▸ DOCUMENT SEGMENT:

———

Dinner’s organizers among most thankful

Loretta Rinaldi, left, from Waterbury, gets a slice of pie at St. Michael's third annual Thanksgiving dinner in Naugatuck on Nov. 22, 2007. RA ARCHIVE

NAUGATUCK — When Michael Lineweber and his wife Anna held the first free Thanksgiving dinner at St. Michael’s Episcopal Church seven years ago, they realized they had a lot to be thankful for.

They were getting ready to buy the food in mid-November when Michael was diagnosed with lung cancer. He had a lung removed and left home for the first time without oxygen to host the dinner on Thanksgiving Day.

“I couldn’t do much, but at least I could greet people with a smile as they came in,” said Lineweber, 59, of Middlebury. “I am clean and clear and getting ready to do Thanksgiving number seven.”

The dinner has grown in popularity every year since its inception, and last year served about 200 people, said the Linewebers’ daughter Michelle, 31, of Waterbury. Organizers are expecting a record turnout this year, Lineweber said.

“I think every year that we do it, more and more people become aware of it, and I think the economy, the way it’s been going the last few years, that has something to do with it,” Lineweber said.

The dinner is not just for those who are unable to afford a large meal, organizers said. It is also for people, such as the unmarried or elderly couples, who would rather spend the holiday in a big group.

Michael Lineweber said he and his wife do not have much family in the area, which contributed to their idea to organize a dinner for people like them.

“Thanksgiving is an American family tradition, and I would prefer not to have people home alone when they can have the company of others on this holiday,” Lineweber said. “It’s not put on solely for the purpose of feeding people.”

The dinner lasts from 1 p.m. to 3 p.m. Thursday at St. Michael’s, located downtown at 210 Church St. Guests are seated at tables set with china and menus, where they order and are served by volunteers.

The menu includes turkey, stuffing, mashed potatoes, cranberry sauce, green beans, carrots, butternut squash and dinner rolls. Desserts include apple, pumpkin and pecan pie.

Volunteers cook about 14 turkeys every year, which are all donated, Michael Lineweber said.

Organizers also collect at least $600 from local residents and businesses to buy ingredients for the side dishes. Naugatuck Savings Bank and Naugatuck Valley Savings & Loan give money every year, but the rest of the donors wish to remain anonymous, Lineweber said.

One woman recently came into the church office and handed over $100 in cash, Lineweber said.

“She wouldn’t give her name, and she said, ‘This is for the Thanksgivng dinner,'” Lineweber said. “We have no idea who she is or why she’s doing it, but we definitely appreciate it.”

An army of 52 volunteers, most of whom did not belong to the church, helped prepare the dinner last year starting the day before and served on Thanksgiving Day.

“I really don’t even ask for volunteers any more, but they show up like crazy,” Lineweber said.

———

▸ EXTRACTED MATERIAL:
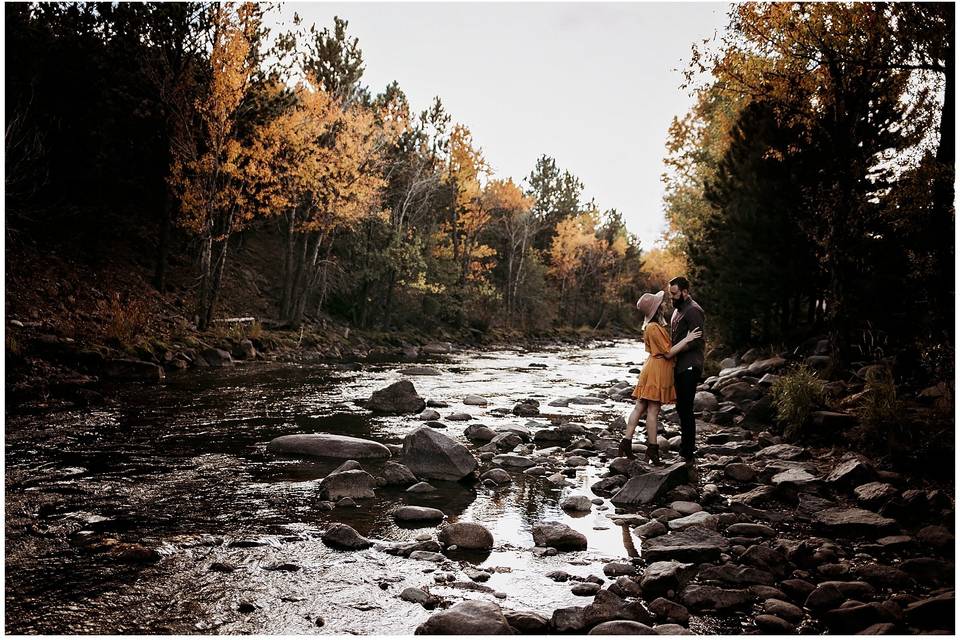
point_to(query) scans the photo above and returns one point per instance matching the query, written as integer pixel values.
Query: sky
(593, 85)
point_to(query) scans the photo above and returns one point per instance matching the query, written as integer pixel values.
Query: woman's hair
(658, 316)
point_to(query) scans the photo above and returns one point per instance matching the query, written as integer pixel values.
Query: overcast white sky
(594, 85)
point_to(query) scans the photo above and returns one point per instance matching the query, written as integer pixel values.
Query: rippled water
(182, 467)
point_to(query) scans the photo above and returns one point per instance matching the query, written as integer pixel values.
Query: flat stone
(695, 544)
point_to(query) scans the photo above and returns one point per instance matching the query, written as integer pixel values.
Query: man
(687, 315)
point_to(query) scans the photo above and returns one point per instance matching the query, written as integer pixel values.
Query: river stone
(735, 574)
(750, 530)
(622, 628)
(695, 544)
(559, 536)
(397, 399)
(699, 519)
(670, 611)
(419, 371)
(344, 537)
(513, 461)
(348, 484)
(499, 476)
(421, 597)
(851, 521)
(527, 622)
(430, 454)
(649, 486)
(576, 503)
(135, 370)
(740, 472)
(396, 473)
(473, 617)
(329, 445)
(701, 597)
(774, 625)
(851, 473)
(466, 535)
(411, 513)
(664, 576)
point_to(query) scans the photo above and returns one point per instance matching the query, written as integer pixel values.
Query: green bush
(796, 395)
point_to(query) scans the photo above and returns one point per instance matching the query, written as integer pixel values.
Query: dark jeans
(686, 381)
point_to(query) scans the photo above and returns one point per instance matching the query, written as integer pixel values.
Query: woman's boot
(653, 454)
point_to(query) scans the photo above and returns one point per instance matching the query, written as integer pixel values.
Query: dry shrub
(796, 395)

———

▸ EXPLORE THE MATERIAL:
**1)** From the Thanksgiving dinner article, reproduce the part that opens with the words "Michael Lineweber said he" and closes with "people like them.".
**2)** Answer these questions using the Thanksgiving dinner article:
(a) About how many people did the dinner serve last year?
(b) During what hours on Thursday does the dinner take place?
(c) How many volunteers helped prepare and serve the dinner last year?

▸ SOLUTIONS PER TASK:
**1)**
Michael Lineweber said he and his wife do not have much family in the area, which contributed to their idea to organize a dinner for people like them.

**2)**
(a) About 200 people.
(b) From 1 p.m. to 3 p.m.
(c) 52 volunteers.